For a detailed comparison of tools, see the AI Coding Tool Selection Guide.
Observation exercise: Record AI autonomous decisions

Open the code the AI generated and observe the following:
- What did the AI decide on its own? (file names, function structure, variable names, comment language, etc.)
- Did those decisions match your intent?
- Does re-running the same prompt produce a different result? (verifying non-determinism)
This observation is the starting point of harness engineering — how do we control the non-deterministic output of AI in a deterministic way?

Connecting to the DGX Server

The DGX server is protected by Cloudflare Zero Trust. You must install the WARP client and log in before connecting.

Install Cloudflare WARP

Download the client for your operating system from the Cloudflare WARP download page.
Log in to Zero Trust

Open WARP → click the settings gear → Preferences → Account → Login to Cloudflare Zero Trust → enter the team name → log in with your school email

The team name and server address will be provided separately during class.
SSH connection

With WARP connected, open a terminal and connect.
Terminal window
ssh {USER}@{SERVER_IP} -p {PORT} # Initial password is your student ID — change it on first login!
Access https://jupyter.chu.ac.kr in your browser and log in with your student ID
Terminal window
# After installing the VS Code Remote SSH extension # Ctrl+Shift+P → Remote-SSH: Connect to Host # → {SERVER_IP}:{PORT}
VS Code also requires WARP to be connected.

***

### Questions to answer
**1)** In the text on AI coding and connecting to the DGX server, what is the initial SSH password?
**2)** Reproduce the passage of the DGX server text between "The team name and" and "to be connected.", inclusive.

***

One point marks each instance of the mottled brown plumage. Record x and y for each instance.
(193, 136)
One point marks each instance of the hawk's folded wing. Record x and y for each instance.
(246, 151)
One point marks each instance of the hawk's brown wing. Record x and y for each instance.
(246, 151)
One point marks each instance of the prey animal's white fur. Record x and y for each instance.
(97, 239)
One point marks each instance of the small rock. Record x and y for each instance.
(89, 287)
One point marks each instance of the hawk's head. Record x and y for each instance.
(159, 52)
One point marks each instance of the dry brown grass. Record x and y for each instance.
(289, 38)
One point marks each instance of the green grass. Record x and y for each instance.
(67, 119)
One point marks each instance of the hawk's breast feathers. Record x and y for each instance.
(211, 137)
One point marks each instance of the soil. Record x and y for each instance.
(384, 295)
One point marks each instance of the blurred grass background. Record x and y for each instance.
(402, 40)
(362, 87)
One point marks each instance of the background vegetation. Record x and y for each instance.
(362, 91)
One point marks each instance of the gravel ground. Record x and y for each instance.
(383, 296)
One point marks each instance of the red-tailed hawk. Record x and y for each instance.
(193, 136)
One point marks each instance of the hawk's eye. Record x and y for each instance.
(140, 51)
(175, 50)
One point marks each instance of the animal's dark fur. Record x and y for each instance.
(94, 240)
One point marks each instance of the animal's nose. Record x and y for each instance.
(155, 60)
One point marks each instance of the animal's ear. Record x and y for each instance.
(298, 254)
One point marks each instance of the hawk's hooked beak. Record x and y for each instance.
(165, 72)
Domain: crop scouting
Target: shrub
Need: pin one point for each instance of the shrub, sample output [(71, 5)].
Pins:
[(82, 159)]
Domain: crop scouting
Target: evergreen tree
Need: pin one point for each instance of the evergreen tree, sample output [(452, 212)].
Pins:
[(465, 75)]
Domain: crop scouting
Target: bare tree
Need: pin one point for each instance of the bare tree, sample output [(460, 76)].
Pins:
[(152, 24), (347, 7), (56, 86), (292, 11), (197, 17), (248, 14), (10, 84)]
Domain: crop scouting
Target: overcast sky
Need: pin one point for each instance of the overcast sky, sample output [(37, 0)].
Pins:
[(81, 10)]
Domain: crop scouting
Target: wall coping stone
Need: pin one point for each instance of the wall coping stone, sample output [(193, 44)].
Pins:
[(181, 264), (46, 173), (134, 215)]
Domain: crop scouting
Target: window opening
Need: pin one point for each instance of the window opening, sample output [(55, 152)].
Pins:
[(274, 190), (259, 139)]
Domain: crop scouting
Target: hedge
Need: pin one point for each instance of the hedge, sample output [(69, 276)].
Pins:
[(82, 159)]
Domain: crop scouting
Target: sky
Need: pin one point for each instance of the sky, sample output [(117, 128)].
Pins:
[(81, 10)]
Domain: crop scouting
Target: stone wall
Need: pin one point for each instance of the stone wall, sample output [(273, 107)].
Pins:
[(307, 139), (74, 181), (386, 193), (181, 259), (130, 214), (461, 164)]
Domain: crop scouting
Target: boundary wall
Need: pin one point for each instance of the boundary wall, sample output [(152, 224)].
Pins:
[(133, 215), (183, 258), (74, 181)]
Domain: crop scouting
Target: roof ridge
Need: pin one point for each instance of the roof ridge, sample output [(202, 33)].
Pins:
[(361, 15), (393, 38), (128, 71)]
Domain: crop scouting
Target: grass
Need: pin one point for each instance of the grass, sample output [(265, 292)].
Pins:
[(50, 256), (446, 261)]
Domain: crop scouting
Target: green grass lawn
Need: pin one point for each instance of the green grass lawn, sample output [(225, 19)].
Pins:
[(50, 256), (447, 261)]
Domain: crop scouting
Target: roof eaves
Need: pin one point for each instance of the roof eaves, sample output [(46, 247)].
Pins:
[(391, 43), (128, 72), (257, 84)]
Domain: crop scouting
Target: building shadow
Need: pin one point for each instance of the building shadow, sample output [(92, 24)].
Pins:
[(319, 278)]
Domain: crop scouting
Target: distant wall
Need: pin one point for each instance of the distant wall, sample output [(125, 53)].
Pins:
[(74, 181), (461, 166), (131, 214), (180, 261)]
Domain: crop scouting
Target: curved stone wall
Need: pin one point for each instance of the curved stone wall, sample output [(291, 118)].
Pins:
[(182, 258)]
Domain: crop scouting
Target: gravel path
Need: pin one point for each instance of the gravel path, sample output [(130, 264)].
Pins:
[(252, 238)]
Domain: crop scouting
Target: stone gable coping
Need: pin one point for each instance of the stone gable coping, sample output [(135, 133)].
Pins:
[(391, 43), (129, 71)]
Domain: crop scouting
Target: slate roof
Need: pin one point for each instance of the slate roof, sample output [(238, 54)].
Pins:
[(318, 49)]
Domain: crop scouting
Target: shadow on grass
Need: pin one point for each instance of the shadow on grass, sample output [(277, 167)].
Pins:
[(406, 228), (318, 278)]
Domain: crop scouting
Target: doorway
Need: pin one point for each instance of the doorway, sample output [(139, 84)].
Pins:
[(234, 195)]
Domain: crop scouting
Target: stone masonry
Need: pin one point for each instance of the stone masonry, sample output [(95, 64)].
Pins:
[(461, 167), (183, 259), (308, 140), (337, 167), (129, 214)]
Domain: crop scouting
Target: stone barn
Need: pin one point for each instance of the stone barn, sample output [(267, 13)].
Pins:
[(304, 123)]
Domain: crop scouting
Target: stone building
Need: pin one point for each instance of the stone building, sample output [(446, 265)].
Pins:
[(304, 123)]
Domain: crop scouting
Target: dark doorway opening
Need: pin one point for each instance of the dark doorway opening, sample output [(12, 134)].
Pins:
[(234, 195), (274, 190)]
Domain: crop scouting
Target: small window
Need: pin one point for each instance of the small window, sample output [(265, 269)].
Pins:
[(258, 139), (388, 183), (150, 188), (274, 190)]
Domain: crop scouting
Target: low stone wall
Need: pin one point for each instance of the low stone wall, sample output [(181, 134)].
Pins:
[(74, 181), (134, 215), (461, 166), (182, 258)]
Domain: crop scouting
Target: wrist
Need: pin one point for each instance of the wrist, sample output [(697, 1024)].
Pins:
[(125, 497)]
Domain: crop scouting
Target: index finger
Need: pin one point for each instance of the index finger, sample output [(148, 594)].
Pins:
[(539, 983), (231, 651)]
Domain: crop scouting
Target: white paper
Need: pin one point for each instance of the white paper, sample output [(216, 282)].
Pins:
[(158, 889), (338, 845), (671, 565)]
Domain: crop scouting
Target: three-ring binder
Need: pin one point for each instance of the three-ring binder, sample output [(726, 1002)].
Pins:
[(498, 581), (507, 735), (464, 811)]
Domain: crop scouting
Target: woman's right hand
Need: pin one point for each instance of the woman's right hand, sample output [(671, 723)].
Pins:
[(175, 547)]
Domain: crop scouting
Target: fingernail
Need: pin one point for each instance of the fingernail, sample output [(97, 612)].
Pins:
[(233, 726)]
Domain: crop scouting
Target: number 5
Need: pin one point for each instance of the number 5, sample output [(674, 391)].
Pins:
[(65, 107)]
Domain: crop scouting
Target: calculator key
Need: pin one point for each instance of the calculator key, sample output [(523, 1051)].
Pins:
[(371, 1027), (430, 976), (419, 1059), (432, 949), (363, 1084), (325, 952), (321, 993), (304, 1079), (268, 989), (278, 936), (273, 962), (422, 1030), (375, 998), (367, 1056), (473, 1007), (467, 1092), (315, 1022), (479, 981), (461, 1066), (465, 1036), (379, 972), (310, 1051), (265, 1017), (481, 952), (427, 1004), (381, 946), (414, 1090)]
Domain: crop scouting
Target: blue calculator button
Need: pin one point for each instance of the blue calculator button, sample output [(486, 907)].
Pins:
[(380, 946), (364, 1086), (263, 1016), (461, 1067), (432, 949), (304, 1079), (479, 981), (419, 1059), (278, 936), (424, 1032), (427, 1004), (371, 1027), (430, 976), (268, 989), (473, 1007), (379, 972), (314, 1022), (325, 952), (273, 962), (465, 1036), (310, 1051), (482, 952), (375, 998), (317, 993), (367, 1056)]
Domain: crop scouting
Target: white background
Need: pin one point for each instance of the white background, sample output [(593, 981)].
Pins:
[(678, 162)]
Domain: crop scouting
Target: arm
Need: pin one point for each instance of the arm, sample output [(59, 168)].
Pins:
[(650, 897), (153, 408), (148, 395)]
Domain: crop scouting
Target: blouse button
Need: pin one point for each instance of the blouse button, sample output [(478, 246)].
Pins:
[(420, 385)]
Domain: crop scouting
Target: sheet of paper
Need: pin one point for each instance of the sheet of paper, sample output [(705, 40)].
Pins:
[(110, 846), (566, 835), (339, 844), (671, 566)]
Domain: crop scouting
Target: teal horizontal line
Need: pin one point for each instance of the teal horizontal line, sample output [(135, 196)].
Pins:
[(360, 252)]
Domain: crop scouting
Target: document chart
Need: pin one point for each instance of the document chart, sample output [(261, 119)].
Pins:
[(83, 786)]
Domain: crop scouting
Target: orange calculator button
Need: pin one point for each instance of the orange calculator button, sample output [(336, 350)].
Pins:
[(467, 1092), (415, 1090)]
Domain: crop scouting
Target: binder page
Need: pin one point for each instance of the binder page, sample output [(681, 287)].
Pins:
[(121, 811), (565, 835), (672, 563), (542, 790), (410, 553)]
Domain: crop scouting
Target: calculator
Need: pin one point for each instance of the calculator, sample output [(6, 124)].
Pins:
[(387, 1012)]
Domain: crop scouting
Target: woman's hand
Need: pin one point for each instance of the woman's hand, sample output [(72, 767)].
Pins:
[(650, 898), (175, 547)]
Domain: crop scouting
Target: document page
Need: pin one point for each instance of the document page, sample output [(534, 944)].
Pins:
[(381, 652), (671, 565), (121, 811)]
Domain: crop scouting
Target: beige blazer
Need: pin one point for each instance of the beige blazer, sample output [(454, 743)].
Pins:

***

### Numbered responses
**1)** Your student ID.

**2)**
The team name and server address will be provided separately during class.
SSH connection

With WARP connected, open a terminal and connect.
Terminal window
ssh {USER}@{SERVER_IP} -p {PORT} # Initial password is your student ID — change it on first login!
Access https://jupyter.chu.ac.kr in your browser and log in with your student ID
Terminal window
# After installing the VS Code Remote SSH extension # Ctrl+Shift+P → Remote-SSH: Connect to Host # → {SERVER_IP}:{PORT}
VS Code also requires WARP to be connected.